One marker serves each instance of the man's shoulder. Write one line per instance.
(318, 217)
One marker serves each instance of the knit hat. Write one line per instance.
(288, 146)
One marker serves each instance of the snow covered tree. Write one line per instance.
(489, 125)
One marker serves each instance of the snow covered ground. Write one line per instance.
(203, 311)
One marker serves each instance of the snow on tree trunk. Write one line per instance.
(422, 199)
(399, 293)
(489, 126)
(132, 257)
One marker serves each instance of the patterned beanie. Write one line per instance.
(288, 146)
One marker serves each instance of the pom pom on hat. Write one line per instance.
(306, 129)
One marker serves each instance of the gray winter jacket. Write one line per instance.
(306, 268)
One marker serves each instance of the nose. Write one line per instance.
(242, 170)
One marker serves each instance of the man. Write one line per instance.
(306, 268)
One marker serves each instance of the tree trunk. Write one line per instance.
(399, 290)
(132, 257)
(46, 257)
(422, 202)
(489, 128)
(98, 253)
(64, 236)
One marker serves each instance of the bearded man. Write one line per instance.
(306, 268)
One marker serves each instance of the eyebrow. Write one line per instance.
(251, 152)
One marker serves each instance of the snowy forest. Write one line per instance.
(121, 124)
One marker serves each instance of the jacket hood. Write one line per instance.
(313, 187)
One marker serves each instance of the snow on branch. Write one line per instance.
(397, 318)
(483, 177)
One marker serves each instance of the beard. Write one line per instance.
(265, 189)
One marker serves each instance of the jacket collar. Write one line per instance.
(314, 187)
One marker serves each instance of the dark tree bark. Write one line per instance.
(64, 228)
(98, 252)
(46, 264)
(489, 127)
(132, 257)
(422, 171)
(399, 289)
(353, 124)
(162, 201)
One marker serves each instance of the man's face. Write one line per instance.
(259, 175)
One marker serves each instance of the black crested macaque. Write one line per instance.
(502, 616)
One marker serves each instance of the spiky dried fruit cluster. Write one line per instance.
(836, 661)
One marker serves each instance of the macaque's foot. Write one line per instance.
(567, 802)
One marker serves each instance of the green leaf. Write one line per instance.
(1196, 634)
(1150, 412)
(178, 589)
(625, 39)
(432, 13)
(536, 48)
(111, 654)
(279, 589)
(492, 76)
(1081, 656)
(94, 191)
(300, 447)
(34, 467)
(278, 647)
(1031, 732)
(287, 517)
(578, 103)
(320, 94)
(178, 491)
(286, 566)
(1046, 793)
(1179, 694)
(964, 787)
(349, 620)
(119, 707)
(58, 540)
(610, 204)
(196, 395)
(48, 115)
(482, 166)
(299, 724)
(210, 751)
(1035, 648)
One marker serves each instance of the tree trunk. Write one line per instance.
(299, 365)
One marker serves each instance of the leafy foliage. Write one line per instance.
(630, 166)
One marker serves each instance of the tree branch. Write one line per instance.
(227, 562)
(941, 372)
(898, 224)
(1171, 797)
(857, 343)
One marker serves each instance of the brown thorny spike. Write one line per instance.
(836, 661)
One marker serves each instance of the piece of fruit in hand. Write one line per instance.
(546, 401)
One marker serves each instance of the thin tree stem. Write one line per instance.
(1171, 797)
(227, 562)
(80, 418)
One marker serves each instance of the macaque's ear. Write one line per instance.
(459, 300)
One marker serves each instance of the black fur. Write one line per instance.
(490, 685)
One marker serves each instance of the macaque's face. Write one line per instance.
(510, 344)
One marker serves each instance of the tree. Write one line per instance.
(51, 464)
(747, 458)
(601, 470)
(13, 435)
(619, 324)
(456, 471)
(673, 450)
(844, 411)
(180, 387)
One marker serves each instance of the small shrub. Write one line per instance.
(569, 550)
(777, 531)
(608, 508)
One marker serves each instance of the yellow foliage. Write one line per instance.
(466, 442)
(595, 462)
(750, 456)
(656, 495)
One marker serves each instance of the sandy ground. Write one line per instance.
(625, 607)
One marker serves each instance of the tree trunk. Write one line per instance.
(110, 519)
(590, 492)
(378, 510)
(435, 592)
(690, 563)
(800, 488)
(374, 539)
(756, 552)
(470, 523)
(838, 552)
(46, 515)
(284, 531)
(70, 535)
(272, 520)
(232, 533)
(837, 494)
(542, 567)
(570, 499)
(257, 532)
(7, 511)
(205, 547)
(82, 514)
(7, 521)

++++++++++

TASK PROMPT –
Every record should be retyped so that it matches the original exactly.

EXERCISE SOLUTION –
One marker serves each instance of the man's shoulder. Write one line per instance.
(318, 217)
One marker serves each instance of the knit hat. Write one line per instance.
(288, 146)
One marker serves each instance of the snow covered tree. Write one line per instance.
(489, 125)
One marker serves each instance of the snow covered ground. Write one line per instance.
(203, 311)
One marker serves each instance of the snow on tree trunk. Write one line per instance.
(422, 199)
(399, 293)
(489, 126)
(132, 257)
One marker serves each instance of the patterned beanie. Write one line per instance.
(288, 146)
One marker serves each instance of the pom pom on hat. Write one line per instance.
(306, 129)
One marker serves each instance of the gray winter jacket. Write one line per instance.
(306, 268)
One marker serves each instance of the nose. Write one line per instance.
(242, 170)
One marker serves each instance of the man. Write one line per instance.
(306, 268)
One marker serves each instance of the tree trunk. Write one line per instance.
(399, 290)
(132, 257)
(46, 257)
(422, 202)
(489, 128)
(98, 253)
(64, 236)
One marker serves each instance of the bearded man. Write one line per instance.
(306, 268)
One marker serves each instance of the eyebrow. Write one line per instance.
(251, 152)
One marker serves each instance of the snowy forest. Write one line per instance.
(121, 124)
One marker serves each instance of the jacket hood. Write one line per instance.
(313, 187)
One marker serves each instance of the snow on branch. Write one line per instance.
(397, 318)
(483, 177)
One marker serves each instance of the beard. Write one line per instance.
(265, 189)
One marker serves each instance of the jacket collar. Write one line per instance.
(314, 187)
One marker serves each instance of the dark tree bark. Write one line per instance.
(64, 228)
(98, 252)
(46, 264)
(489, 127)
(132, 257)
(422, 171)
(399, 289)
(353, 124)
(162, 201)
One marker serves each instance of the man's face. Write one line per instance.
(259, 175)
One marker serves each instance of the black crested macaque. Write one line per instance.
(502, 616)
One marker serves each instance of the spiky dried fruit cluster. Write one line per instance.
(836, 661)
One marker serves each instance of the macaque's foot. Write one line per instance.
(567, 802)
One marker serves each instance of the green leaf. Write one line per instance.
(1196, 634)
(1150, 412)
(178, 589)
(625, 39)
(432, 13)
(536, 48)
(111, 654)
(279, 589)
(492, 76)
(1081, 656)
(94, 191)
(300, 447)
(34, 467)
(278, 647)
(1031, 732)
(287, 517)
(578, 103)
(320, 94)
(178, 491)
(286, 566)
(1046, 793)
(1179, 694)
(964, 787)
(349, 620)
(119, 707)
(58, 540)
(610, 204)
(196, 395)
(48, 115)
(482, 166)
(299, 724)
(210, 751)
(1035, 648)
One marker serves each instance of the tree trunk. Write one line per instance.
(299, 365)
One marker serves each instance of the leafy foliage. Write one line per instance.
(630, 166)
One marker serves each instance of the tree branch. Write one line per instance.
(227, 562)
(941, 372)
(898, 224)
(1171, 797)
(857, 343)
One marker serves each instance of the brown thorny spike. Write one line per instance.
(836, 661)
One marker serves each instance of the piece of fruit in hand. Write one line per instance.
(546, 401)
One marker serves each instance of the thin tree stem. Write one line per instance.
(1171, 797)
(227, 562)
(80, 418)
One marker serves each instance of the macaque's ear. Write one line per instance.
(459, 300)
One marker serves each instance of the black fur. Write one line per instance.
(490, 685)
One marker serves each instance of the macaque's face. Write one line per instance.
(510, 344)
One marker serves each instance of the tree. Write one line per instance.
(51, 464)
(747, 458)
(601, 470)
(13, 435)
(619, 324)
(456, 471)
(673, 450)
(844, 411)
(180, 387)
One marker serves each instance of the small shrub. Write one line per instance.
(569, 550)
(777, 531)
(608, 508)
One marker serves each instance of the yellow foliage. Write one line per instance.
(466, 442)
(595, 462)
(750, 456)
(656, 495)
One marker serves each instance of the sandy ground. Write one line per instance.
(625, 607)
One marker serves each instance of the tree trunk. Write one line per instance.
(110, 519)
(590, 492)
(378, 510)
(435, 592)
(690, 563)
(800, 488)
(374, 539)
(756, 552)
(470, 523)
(838, 552)
(46, 515)
(284, 531)
(70, 535)
(272, 520)
(232, 533)
(837, 494)
(542, 567)
(570, 499)
(257, 532)
(7, 511)
(205, 547)
(82, 514)
(7, 521)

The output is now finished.